■ BRIEF: Include in the output exactly the lines from the opening of the data through the line containing "box: [197, 0, 246, 337]", and nothing more.
DATA FOR THIS EXERCISE below:
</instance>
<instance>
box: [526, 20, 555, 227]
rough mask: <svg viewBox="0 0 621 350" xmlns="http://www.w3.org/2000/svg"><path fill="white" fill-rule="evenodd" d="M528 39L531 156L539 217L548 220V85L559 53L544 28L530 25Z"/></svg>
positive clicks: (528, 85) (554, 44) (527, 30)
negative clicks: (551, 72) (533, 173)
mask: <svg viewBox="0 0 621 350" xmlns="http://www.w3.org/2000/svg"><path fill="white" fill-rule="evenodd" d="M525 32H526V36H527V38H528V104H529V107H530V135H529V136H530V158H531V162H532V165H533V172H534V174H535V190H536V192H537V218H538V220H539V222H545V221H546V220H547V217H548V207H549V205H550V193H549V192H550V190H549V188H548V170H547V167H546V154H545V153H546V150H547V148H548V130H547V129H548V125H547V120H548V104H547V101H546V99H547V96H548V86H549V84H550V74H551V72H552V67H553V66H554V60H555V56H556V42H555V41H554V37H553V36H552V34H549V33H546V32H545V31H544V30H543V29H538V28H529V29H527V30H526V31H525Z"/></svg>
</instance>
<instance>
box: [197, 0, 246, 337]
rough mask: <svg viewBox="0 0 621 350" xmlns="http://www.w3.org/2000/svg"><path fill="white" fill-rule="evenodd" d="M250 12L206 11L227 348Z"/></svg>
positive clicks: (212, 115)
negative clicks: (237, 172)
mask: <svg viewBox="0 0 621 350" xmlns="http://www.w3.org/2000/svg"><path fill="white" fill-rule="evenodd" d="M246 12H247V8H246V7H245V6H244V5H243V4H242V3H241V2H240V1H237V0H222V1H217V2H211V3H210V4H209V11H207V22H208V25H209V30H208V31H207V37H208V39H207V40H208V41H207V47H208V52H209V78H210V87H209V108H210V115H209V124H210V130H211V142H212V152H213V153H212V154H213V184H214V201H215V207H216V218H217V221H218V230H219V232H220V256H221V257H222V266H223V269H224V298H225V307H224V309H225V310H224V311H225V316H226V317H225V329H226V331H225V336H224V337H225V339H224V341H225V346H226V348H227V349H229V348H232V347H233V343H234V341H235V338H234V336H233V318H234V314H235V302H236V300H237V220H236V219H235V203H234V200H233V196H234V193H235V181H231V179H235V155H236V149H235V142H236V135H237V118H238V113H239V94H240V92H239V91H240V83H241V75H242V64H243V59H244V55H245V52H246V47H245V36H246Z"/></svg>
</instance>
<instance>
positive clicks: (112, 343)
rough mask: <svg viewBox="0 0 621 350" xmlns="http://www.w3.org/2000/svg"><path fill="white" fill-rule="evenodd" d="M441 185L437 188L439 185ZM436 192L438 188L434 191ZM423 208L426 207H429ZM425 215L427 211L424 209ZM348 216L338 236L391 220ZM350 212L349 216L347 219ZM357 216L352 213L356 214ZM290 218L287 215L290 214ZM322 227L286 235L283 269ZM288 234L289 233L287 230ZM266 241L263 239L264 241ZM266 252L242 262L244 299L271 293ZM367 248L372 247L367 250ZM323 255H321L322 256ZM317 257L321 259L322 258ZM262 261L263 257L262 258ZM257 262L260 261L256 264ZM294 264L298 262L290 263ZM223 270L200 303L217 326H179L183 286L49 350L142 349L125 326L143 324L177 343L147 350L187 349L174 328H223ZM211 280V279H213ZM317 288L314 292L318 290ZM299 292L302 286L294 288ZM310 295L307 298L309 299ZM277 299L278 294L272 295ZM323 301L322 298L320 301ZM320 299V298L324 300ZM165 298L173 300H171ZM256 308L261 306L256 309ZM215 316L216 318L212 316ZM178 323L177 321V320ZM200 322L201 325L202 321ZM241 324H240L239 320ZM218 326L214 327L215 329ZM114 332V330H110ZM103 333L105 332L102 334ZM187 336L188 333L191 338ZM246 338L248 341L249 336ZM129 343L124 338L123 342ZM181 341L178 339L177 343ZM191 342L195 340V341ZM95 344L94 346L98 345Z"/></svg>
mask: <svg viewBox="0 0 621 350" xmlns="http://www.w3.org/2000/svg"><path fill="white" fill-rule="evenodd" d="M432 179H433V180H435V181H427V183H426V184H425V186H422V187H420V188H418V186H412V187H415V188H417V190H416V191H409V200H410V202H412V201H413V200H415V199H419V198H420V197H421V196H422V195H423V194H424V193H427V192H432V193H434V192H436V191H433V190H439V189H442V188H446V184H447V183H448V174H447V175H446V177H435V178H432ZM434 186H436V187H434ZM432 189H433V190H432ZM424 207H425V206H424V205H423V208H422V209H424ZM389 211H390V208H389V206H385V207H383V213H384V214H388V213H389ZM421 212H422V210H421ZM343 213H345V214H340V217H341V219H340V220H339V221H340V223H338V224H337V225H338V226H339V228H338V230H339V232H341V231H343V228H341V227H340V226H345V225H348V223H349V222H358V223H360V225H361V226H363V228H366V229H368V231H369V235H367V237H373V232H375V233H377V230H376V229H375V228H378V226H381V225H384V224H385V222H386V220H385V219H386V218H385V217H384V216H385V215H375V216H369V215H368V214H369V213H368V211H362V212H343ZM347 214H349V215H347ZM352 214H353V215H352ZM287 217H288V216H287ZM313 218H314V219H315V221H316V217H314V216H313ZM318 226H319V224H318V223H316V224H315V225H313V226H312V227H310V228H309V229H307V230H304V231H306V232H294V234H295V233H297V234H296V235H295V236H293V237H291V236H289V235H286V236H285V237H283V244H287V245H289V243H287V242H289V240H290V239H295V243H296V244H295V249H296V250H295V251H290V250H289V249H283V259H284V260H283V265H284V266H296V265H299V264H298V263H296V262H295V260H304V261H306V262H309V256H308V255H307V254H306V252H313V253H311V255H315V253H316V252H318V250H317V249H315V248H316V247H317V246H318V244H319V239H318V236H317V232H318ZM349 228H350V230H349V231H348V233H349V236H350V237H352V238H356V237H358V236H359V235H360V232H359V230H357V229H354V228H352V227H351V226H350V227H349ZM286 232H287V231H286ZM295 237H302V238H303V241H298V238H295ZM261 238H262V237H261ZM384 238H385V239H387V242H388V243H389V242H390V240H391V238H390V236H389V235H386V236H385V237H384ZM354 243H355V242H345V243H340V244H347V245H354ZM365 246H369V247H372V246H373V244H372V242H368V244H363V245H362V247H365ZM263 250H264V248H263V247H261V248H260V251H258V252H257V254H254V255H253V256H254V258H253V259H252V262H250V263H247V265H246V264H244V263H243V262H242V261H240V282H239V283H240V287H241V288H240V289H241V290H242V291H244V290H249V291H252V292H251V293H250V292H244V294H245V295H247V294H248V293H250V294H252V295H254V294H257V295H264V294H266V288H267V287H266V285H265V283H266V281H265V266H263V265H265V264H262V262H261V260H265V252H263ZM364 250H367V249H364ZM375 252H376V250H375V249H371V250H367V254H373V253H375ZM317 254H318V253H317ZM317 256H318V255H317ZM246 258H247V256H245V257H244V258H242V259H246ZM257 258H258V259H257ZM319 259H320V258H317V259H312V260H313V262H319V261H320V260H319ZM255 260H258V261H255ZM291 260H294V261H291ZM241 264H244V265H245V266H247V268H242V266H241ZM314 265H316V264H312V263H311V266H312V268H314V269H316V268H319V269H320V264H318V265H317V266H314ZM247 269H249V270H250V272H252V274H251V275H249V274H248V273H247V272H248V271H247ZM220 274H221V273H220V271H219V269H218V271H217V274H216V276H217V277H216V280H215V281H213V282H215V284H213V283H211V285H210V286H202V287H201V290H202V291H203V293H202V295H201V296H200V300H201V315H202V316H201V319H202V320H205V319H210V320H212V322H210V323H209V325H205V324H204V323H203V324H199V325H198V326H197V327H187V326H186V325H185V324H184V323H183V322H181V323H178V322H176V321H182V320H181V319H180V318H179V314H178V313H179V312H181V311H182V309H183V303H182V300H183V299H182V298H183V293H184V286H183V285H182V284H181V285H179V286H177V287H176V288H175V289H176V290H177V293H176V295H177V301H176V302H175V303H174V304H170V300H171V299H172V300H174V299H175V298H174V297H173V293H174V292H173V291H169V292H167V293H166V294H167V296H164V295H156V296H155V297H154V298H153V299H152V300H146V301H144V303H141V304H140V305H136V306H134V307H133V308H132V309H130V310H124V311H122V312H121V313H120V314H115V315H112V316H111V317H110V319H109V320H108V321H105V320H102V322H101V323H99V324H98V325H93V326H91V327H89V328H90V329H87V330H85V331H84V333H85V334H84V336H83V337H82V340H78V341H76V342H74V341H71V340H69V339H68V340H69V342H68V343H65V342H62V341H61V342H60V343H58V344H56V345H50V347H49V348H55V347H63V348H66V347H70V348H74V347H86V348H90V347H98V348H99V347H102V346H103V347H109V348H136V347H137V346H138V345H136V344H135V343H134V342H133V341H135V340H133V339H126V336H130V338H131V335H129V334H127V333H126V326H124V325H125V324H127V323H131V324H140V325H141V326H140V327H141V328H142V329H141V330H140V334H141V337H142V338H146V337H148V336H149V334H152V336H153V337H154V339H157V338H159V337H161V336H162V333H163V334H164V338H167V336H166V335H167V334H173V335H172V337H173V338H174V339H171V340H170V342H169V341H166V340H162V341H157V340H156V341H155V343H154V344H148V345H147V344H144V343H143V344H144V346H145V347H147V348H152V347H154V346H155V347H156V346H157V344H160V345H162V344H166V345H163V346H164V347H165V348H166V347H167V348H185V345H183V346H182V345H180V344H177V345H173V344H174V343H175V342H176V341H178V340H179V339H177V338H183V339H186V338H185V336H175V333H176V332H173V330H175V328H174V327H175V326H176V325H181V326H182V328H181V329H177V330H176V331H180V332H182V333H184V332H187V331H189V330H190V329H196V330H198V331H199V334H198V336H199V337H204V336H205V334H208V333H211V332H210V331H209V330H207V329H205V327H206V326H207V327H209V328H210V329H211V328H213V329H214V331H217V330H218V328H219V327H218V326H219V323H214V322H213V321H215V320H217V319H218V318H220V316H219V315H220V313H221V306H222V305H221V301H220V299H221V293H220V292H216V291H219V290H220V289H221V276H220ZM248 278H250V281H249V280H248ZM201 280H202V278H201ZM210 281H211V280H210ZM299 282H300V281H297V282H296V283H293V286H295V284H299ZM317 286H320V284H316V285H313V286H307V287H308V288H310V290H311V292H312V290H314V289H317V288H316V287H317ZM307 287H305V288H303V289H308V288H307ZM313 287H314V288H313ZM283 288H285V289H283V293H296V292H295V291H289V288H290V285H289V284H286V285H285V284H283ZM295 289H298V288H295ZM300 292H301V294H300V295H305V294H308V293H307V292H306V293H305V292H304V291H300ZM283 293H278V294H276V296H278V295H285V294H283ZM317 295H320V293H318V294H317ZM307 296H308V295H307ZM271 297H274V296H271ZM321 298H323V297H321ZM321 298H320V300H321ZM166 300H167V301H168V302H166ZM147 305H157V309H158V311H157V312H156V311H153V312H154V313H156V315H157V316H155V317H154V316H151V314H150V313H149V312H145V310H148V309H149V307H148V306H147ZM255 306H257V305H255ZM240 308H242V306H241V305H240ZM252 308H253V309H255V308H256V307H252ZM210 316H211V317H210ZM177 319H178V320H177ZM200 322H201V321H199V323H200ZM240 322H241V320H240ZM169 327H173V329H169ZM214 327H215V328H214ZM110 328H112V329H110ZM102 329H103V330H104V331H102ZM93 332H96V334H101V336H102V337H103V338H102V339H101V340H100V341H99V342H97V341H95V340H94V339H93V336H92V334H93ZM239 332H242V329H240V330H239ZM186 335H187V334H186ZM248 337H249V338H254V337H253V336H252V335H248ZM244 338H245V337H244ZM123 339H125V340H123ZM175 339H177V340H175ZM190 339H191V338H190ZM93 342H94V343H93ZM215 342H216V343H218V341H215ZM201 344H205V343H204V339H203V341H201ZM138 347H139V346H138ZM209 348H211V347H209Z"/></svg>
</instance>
End of DATA FOR THIS EXERCISE.
■ COMPLETED TASK:
</instance>
<instance>
box: [526, 20, 555, 227]
rough mask: <svg viewBox="0 0 621 350" xmlns="http://www.w3.org/2000/svg"><path fill="white" fill-rule="evenodd" d="M528 39L531 156L539 217L548 220V85L559 53L544 28L530 25Z"/></svg>
positive clicks: (528, 85) (554, 44) (527, 30)
negative clicks: (551, 72) (533, 173)
mask: <svg viewBox="0 0 621 350" xmlns="http://www.w3.org/2000/svg"><path fill="white" fill-rule="evenodd" d="M525 32H526V36H527V38H528V104H529V107H530V135H529V136H530V158H531V162H532V165H533V172H534V174H535V190H536V192H537V218H538V220H539V222H545V221H546V220H547V217H548V207H549V205H550V193H549V192H550V190H549V188H548V170H547V167H546V154H545V153H546V150H547V148H548V130H547V129H548V125H547V120H548V104H547V101H546V99H547V96H548V86H549V84H550V74H551V72H552V67H553V66H554V60H555V56H556V42H555V41H554V37H553V36H552V34H549V33H546V32H545V31H544V30H543V29H538V28H529V29H527V30H526V31H525Z"/></svg>
</instance>
<instance>
box: [197, 0, 246, 337]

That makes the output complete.